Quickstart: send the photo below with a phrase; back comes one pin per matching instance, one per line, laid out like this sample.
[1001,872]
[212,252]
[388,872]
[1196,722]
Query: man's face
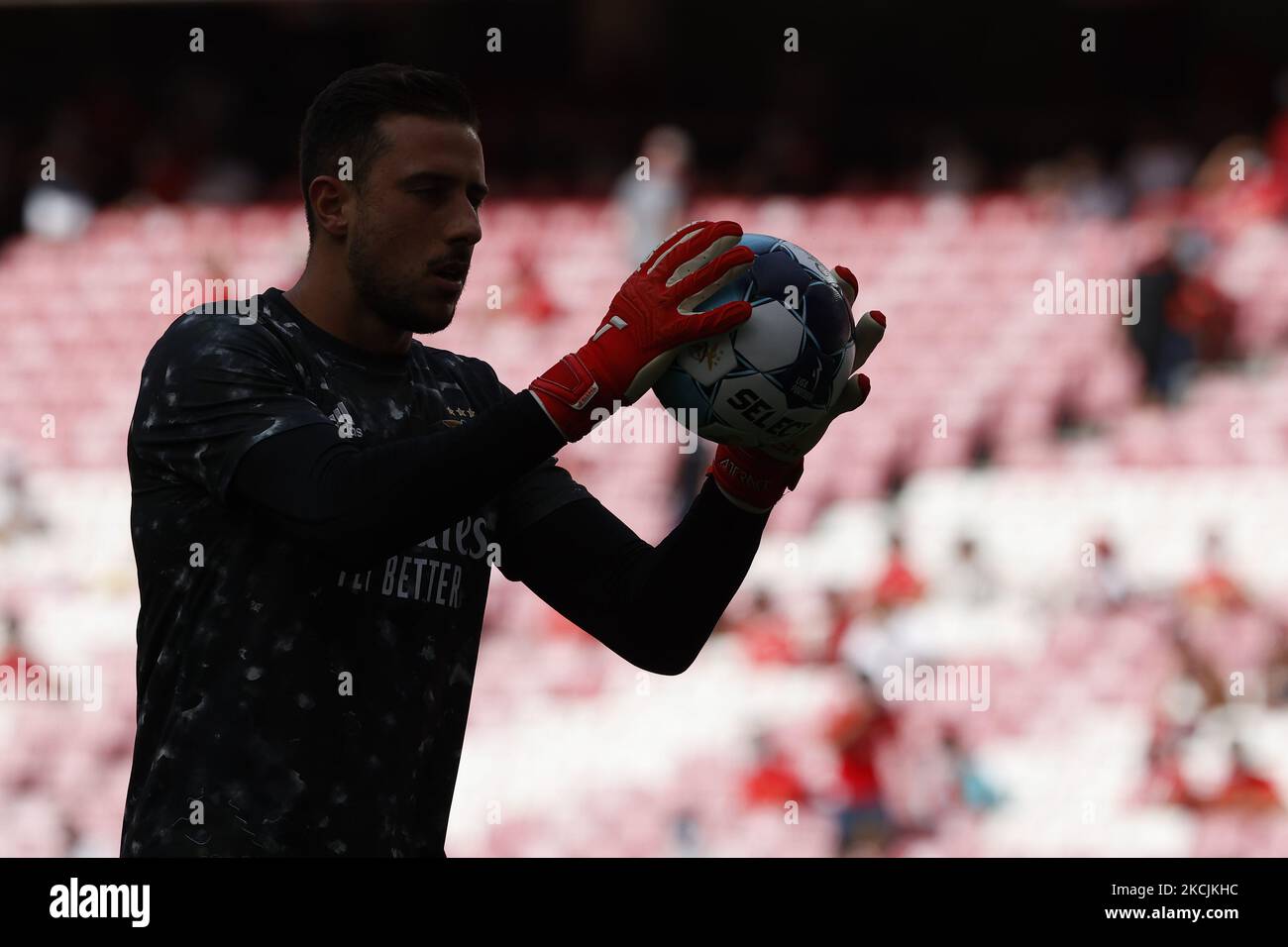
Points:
[417,222]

────

> [Work item]
The preceding entries should be duplicated word for word; no picture belongs in the copy.

> [Reply]
Quickstart: send the photo below with a phrase; back comes one pin per matching instance, one per line, laid out like this sample.
[1001,872]
[212,252]
[388,872]
[1196,722]
Query: man's face
Points:
[417,222]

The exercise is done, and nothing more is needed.